------ PASSAGE SHOWN

Unless they have material evidence that ties you to the debt, they can blow. They're trying to satisfy their burden with the Affidavit and intimidate you. Now all you need to do is arm yourself with your knowledge, grasshopper.

They're trying to do a good job of reaching. This is what 95% of the CA's try to do. They try to posture and flex on you. Don't fall for it.

If they sued you, you MUST have been properly served. If not, attack the service and motion to dismiss will be granted if you can show that you were never properly served and you found out about this by surprise, mistake or inadvertence. Sounds like they never did. Might be a good idea to run down to the courthouse and get some copies of the court file if you have a court number on that Affidavit. If the court stamp ain't on it, it's not official. Another trick.

2nd you need to find out if they (CA) have standing by themselves in the court. Generally, most states have limitations on Joinder of Parties. A CA is an assignee and not the real party in interest, unless there's some instrument or provision of law that makes it so. Assignees have no cause of action alone in most states.

Here is an authority to argue for standing:

"The owner of a claim (debt) assigns part of the claim to another, the assignee cannot enforce the claim by himself because to do so would split the cause of action and subject the debtor to the possiblity of multiple acitons on a signle obligation." (Purcell v. Colonial Ins Co. 20 Cal. App. 3d 807, 814, 97 Cal. Rptr. 874, 878 0 1971). There are others but this one I cited in my case last year. Didn't really need it since State Law said they didn't have standing anyway. But the more the better. Makes the burden heavier for them and gets the judge on your side.

I doubt they have standing. These jerkoffs will probably try to file anyway since most courts don't ever look at the validity of the parties. It'll be up to you to raise the point. The CA should have filed an "Assignee of Record" form of some sort if they are planning to do anything in the courts.

------------

- _WORK INSTRUCTIONS_
a) In the collection-lawsuit post, what form should the CA have filed if it plans to do anything in the courts?
b) Please carry on the collection-lawsuit post from its last sentence.
You won't need the data that comes after the collection-lawsuit post.

------ RECORDED DATA

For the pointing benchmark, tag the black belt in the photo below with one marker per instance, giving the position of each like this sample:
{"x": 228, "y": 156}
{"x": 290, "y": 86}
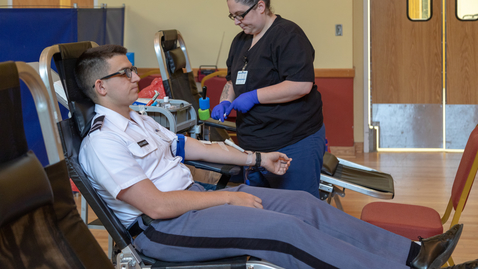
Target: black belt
{"x": 136, "y": 229}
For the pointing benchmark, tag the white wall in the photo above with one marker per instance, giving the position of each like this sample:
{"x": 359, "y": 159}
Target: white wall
{"x": 203, "y": 23}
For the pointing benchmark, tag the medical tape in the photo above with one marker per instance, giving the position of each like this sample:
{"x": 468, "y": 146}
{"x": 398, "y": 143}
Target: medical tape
{"x": 250, "y": 158}
{"x": 232, "y": 144}
{"x": 221, "y": 144}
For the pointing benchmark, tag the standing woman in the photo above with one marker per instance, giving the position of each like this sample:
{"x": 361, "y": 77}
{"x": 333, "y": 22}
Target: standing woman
{"x": 270, "y": 83}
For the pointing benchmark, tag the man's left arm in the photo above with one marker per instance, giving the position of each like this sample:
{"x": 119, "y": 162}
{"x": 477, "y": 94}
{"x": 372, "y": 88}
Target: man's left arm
{"x": 274, "y": 162}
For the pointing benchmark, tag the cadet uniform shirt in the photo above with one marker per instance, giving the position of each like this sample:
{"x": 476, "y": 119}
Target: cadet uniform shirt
{"x": 118, "y": 153}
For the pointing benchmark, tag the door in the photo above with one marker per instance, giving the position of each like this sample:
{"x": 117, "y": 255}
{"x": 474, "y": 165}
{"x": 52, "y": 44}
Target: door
{"x": 424, "y": 72}
{"x": 461, "y": 71}
{"x": 406, "y": 74}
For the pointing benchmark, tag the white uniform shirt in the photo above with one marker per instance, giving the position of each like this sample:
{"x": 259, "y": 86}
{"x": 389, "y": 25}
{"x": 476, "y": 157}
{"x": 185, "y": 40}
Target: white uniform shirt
{"x": 124, "y": 152}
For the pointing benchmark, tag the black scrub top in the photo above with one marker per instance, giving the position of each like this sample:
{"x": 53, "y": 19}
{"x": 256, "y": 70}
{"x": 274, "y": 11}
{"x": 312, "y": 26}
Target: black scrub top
{"x": 283, "y": 53}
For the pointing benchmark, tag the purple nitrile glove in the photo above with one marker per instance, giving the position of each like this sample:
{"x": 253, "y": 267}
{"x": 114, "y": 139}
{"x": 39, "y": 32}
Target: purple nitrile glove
{"x": 244, "y": 102}
{"x": 219, "y": 110}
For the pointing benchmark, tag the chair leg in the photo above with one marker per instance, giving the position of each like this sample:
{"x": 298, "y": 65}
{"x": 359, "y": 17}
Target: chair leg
{"x": 84, "y": 210}
{"x": 449, "y": 263}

------------

- _EXERCISE RESPONSES_
a) An "Assignee of Record" form of some sort.

b)
3rd Arm yourself with the specific laws that they violated. You have the return receipts, fax transmittals, etc to show that your letters were delivered? You darn well have their response. Save the envelopes your are sent! The postmarks are a necessity to show time!

4th prepare your own civil suit merits for FDCPA violations. These are strict liability statutes which means that even though they didn't mean to violate them, they are automatically guilty of the violation by committing the violation. Sorta like a speeding ticket. If they do try to sue you (doubtful), then answer with a counter-suit in the same action stating your merits and what reliefs (money, etc) you want. If you don't ask, the court will not grant on their own unless law states so.

5th Write a follow-up letter stating their shortcomings. You can also throw in a little contract law. If you didn't tender any goods and they have no record (signed document) of you tendering any goods, then they got nada. What's the loss? Can the preponderance of the evidence show your liability in this matter? I'm sure it'll show their liability for violation the FDCPA. This can be used as an affirmative defense and argued at trial.

GET THE HINT?? This stuff's chess not checkers! No phone calls! No Settlements. Only deletion is acceptable and contigent on them signing an agreement that they will not sell the alleged debt or cause it to reappear on any of your credit reports in the future. If they refuse, sue their a&#036;&#036;.

GIVE EM' HELL!

Good Luck!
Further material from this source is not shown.